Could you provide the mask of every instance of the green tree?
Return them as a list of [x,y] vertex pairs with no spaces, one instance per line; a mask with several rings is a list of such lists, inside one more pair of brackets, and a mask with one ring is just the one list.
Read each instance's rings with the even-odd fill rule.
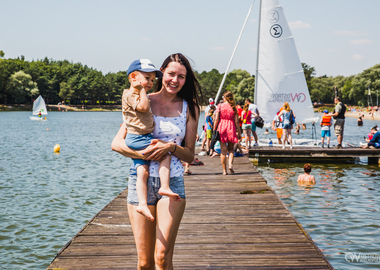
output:
[[24,71],[14,73],[9,80],[8,93],[15,97],[16,103],[21,103],[26,96],[36,96],[39,93],[37,83],[32,81],[32,76]]
[[368,87],[372,96],[376,95],[376,89],[380,89],[380,64],[364,70],[353,78],[350,99],[356,100],[360,106],[367,106]]

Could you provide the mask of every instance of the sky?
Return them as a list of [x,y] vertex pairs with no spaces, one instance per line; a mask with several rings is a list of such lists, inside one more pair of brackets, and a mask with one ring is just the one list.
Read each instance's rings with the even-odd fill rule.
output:
[[[265,0],[264,0],[265,1]],[[380,0],[280,0],[301,62],[316,76],[350,76],[380,63]],[[109,72],[172,53],[193,69],[256,70],[259,0],[0,0],[0,50],[80,62]]]

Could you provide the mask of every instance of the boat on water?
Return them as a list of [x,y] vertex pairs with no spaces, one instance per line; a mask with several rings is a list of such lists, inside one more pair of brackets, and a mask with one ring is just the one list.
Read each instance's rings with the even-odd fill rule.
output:
[[47,109],[45,100],[42,96],[38,96],[38,98],[33,102],[33,111],[32,116],[29,116],[33,121],[46,121]]
[[304,71],[290,27],[278,0],[260,1],[254,100],[266,126],[288,102],[296,122],[318,121],[314,116]]
[[[253,5],[253,4],[252,4]],[[227,71],[219,87],[215,101],[218,100],[224,79],[240,41],[247,15]],[[257,105],[264,127],[270,128],[272,121],[284,102],[288,102],[296,115],[296,123],[314,123],[319,120],[314,115],[313,105],[306,84],[304,71],[296,45],[284,11],[278,0],[260,0],[259,31],[257,40],[257,59],[254,103]],[[277,142],[276,137],[274,139]],[[259,139],[260,145],[268,146],[270,139]],[[273,144],[276,144],[272,138]],[[293,146],[318,146],[321,140],[293,139]],[[331,144],[330,144],[331,145]]]

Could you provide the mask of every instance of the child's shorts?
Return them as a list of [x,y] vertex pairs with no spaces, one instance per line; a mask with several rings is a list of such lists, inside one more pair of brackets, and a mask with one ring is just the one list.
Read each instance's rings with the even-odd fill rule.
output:
[[321,137],[324,138],[325,136],[331,137],[330,130],[322,130]]
[[[131,168],[129,180],[128,180],[127,202],[133,205],[139,204],[139,199],[137,197],[137,192],[136,192],[136,180],[137,180],[136,170]],[[161,181],[159,177],[152,177],[152,176],[148,177],[148,181],[147,181],[148,205],[157,205],[157,202],[160,199],[166,197],[166,196],[162,196],[158,194],[158,190],[160,189],[160,187],[161,187]],[[177,193],[181,197],[181,199],[186,199],[185,183],[183,180],[183,176],[170,177],[169,187],[174,193]]]
[[[127,133],[127,138],[125,138],[125,144],[132,150],[143,150],[150,145],[152,139],[153,136],[151,133],[144,135]],[[135,169],[140,165],[150,165],[149,160],[132,158],[132,161],[132,167]]]

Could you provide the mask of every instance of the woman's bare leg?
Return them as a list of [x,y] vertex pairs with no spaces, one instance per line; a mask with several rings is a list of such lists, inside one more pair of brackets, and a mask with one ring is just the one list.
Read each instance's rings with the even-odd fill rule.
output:
[[137,198],[139,199],[139,205],[136,207],[136,211],[143,215],[148,220],[154,220],[154,217],[152,213],[150,212],[148,205],[147,205],[147,192],[148,188],[146,185],[146,182],[149,177],[149,166],[147,165],[140,165],[137,167],[137,180],[136,180],[136,193]]
[[174,243],[185,211],[186,200],[163,198],[157,204],[156,269],[173,269]]
[[[156,242],[156,222],[146,219],[136,211],[137,206],[128,204],[129,220],[131,221],[133,236],[137,249],[137,269],[154,270],[154,249]],[[148,208],[156,216],[156,206]]]
[[226,175],[227,173],[227,144],[225,143],[220,143],[220,162],[222,163],[222,168],[223,168],[223,174]]

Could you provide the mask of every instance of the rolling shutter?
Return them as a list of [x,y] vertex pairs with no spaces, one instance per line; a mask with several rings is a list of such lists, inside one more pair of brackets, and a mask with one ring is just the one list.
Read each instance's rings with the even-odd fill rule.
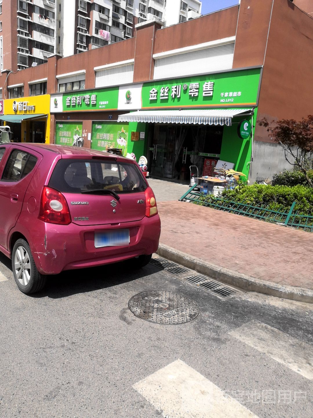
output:
[[214,72],[232,67],[235,43],[156,59],[154,78]]
[[97,71],[96,73],[96,87],[128,84],[133,82],[134,63],[116,67],[110,67]]
[[81,73],[80,74],[73,74],[65,77],[58,78],[58,82],[59,84],[63,84],[63,83],[72,83],[74,81],[81,81],[84,80],[86,75],[85,73]]

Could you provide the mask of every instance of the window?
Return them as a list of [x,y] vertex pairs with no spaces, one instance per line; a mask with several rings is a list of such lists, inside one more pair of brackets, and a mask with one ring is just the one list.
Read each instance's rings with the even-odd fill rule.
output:
[[24,86],[13,87],[8,89],[10,99],[17,99],[18,97],[22,97],[24,96]]
[[159,18],[160,19],[162,18],[162,12],[159,12],[158,10],[154,9],[152,7],[148,7],[148,13],[154,15],[154,16],[156,16],[157,18]]
[[33,28],[36,32],[39,32],[40,33],[43,33],[44,35],[47,35],[48,36],[54,36],[54,31],[50,28],[47,28],[43,26],[42,25],[39,25],[38,23],[33,23]]
[[68,82],[67,83],[61,83],[59,84],[59,92],[71,92],[73,90],[84,90],[85,89],[85,80]]
[[42,83],[36,83],[31,84],[29,86],[30,96],[39,96],[40,94],[47,94],[47,82]]
[[86,45],[86,36],[82,33],[78,33],[78,43],[81,45]]
[[133,23],[133,15],[131,13],[129,13],[129,12],[127,12],[127,15],[126,17],[126,20],[127,22],[129,22],[130,23]]
[[98,191],[93,194],[98,194],[106,189],[111,189],[113,184],[116,186],[115,191],[119,194],[144,191],[147,187],[134,164],[72,159],[59,160],[48,186],[61,193],[80,191],[87,196],[86,193],[93,194],[92,189]]
[[122,38],[119,38],[119,36],[116,36],[114,35],[111,35],[111,43],[114,42],[119,42],[120,41],[124,41]]
[[[28,57],[27,55],[22,55],[22,54],[18,54],[18,64],[23,65],[24,67],[28,66]],[[23,94],[22,94],[22,96]]]
[[28,40],[21,36],[18,36],[18,47],[24,48],[24,49],[28,49]]
[[96,20],[95,22],[95,33],[96,35],[99,35],[99,30],[100,29],[102,29],[103,31],[110,32],[110,26],[109,25]]
[[43,43],[42,42],[39,42],[38,41],[34,41],[33,46],[34,48],[40,49],[40,51],[46,51],[50,54],[53,54],[54,52],[54,47],[53,45],[49,45],[48,43]]
[[0,70],[3,69],[3,36],[0,36]]
[[8,160],[2,180],[18,181],[31,171],[37,161],[37,158],[31,154],[14,150]]
[[53,12],[50,12],[50,10],[43,9],[42,7],[35,6],[34,12],[39,15],[40,18],[43,18],[44,19],[54,19],[55,15]]
[[121,16],[124,15],[124,10],[123,10],[123,9],[121,9],[120,7],[119,7],[118,6],[116,6],[115,4],[113,5],[112,10],[114,12],[115,12],[115,13],[118,13],[119,15],[121,15]]
[[107,9],[106,7],[103,7],[103,6],[99,6],[99,10],[98,10],[99,13],[101,13],[101,15],[105,15],[108,19],[110,18],[110,9]]
[[79,0],[78,1],[78,10],[81,10],[87,13],[87,3],[83,0]]
[[81,16],[78,16],[78,26],[83,29],[87,29],[87,19]]
[[25,1],[19,0],[18,2],[18,11],[27,13],[27,3]]
[[124,29],[124,25],[123,23],[121,23],[120,22],[118,22],[117,20],[115,20],[113,19],[112,19],[112,25],[114,26],[114,28],[118,28],[119,29],[120,29],[122,31]]
[[187,8],[188,7],[188,5],[184,1],[181,1],[180,2],[180,10],[184,10],[184,12],[187,11]]
[[93,45],[97,45],[98,46],[103,46],[104,45],[108,45],[108,41],[104,39],[101,39],[96,36],[92,36],[91,38],[91,43]]
[[21,19],[20,18],[18,18],[18,28],[21,31],[24,31],[24,32],[28,32],[28,25],[27,21]]

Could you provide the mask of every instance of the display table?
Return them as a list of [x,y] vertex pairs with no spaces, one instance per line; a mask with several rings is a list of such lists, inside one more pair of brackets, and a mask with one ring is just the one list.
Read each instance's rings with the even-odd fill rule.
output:
[[217,177],[197,177],[197,178],[202,181],[210,181],[210,183],[221,183],[222,184],[225,184],[227,183],[227,180],[222,180],[221,178],[217,178]]

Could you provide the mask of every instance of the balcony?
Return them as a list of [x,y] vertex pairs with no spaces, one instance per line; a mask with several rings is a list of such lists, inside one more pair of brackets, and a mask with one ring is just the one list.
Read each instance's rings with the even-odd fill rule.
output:
[[111,35],[114,35],[115,36],[118,36],[119,38],[125,38],[124,31],[119,29],[118,28],[115,28],[114,26],[112,26],[111,29]]
[[189,20],[191,19],[198,18],[201,15],[199,12],[196,12],[195,10],[189,10],[187,13],[187,19]]
[[103,15],[102,13],[99,13],[99,18],[108,22],[110,20],[110,15],[109,15],[109,16],[107,16],[106,15]]

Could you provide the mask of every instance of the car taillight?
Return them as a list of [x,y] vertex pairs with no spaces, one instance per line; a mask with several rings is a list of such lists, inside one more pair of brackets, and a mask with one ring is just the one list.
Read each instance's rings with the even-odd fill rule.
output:
[[149,218],[158,213],[156,202],[154,194],[151,187],[147,187],[144,191],[144,194],[146,195],[146,216]]
[[72,222],[67,202],[59,191],[45,186],[41,194],[39,219],[58,225],[68,225]]

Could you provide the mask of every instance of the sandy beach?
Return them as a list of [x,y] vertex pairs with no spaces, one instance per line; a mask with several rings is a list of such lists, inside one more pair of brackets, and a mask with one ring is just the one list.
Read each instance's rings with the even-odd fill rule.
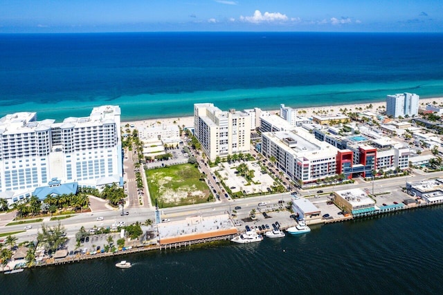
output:
[[[433,97],[433,98],[425,98],[419,99],[419,108],[424,108],[426,104],[436,102],[437,104],[443,104],[443,97]],[[372,104],[372,108],[368,108]],[[362,111],[369,111],[375,113],[378,108],[383,108],[386,105],[385,101],[378,102],[368,102],[364,104],[343,104],[339,106],[315,106],[312,108],[296,108],[300,116],[303,117],[311,117],[314,115],[336,115],[345,111],[345,113],[359,112]],[[257,106],[260,107],[259,106]],[[222,110],[223,111],[223,110]],[[228,111],[228,110],[224,110]],[[267,111],[271,113],[278,114],[280,111],[278,109]],[[149,128],[161,126],[170,126],[170,125],[179,125],[181,127],[183,126],[185,127],[192,127],[194,126],[194,117],[165,117],[160,119],[147,119],[137,121],[125,121],[122,122],[122,126],[124,126],[127,124],[130,125],[134,124],[134,127],[139,129],[141,128]]]

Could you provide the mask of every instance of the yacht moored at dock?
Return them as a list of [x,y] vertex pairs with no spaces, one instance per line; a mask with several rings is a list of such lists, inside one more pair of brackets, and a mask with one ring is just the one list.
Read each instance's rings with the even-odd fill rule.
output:
[[129,268],[132,265],[131,265],[131,263],[127,263],[126,260],[122,260],[118,263],[116,264],[116,267],[118,268]]
[[268,238],[283,238],[284,237],[284,233],[282,231],[280,231],[280,229],[273,229],[271,231],[266,231],[266,234],[264,234],[264,236],[266,236]]
[[298,225],[295,227],[289,227],[286,230],[289,234],[291,235],[298,235],[300,234],[306,234],[311,231],[309,227],[306,225],[306,221],[304,219],[298,220]]

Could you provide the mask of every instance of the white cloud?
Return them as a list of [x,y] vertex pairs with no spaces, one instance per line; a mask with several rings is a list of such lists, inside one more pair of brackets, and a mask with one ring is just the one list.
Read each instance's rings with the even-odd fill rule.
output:
[[238,3],[235,1],[215,0],[215,2],[226,5],[238,5]]
[[331,23],[332,23],[333,25],[343,25],[350,23],[351,19],[350,19],[349,17],[341,17],[341,19],[336,19],[335,17],[332,17],[331,19]]
[[253,23],[260,23],[263,22],[271,23],[273,21],[287,21],[288,17],[286,15],[282,15],[280,12],[268,12],[267,11],[262,15],[260,10],[255,10],[254,15],[251,17],[240,17],[240,20]]

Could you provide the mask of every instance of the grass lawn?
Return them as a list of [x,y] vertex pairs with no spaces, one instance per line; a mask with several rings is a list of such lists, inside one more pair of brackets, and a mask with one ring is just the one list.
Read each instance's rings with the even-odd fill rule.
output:
[[11,231],[10,233],[3,233],[3,234],[0,234],[0,237],[3,237],[3,236],[12,236],[15,235],[16,234],[20,234],[22,233],[24,231]]
[[208,202],[212,193],[204,181],[200,180],[201,176],[199,169],[191,164],[147,170],[152,204],[156,198],[160,208]]
[[64,215],[62,216],[55,216],[55,217],[51,217],[51,220],[61,220],[62,219],[66,219],[66,218],[69,218],[70,217],[73,216],[73,215]]

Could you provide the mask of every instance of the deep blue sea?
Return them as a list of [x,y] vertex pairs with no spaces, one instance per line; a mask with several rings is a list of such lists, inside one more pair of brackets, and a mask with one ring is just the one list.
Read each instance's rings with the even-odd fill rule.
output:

_ _ _ _ _ _ _

■ Requirement: How many lines in the records contain the string "shutter"? Reply with the number alone.

■ Response for this exercise: 1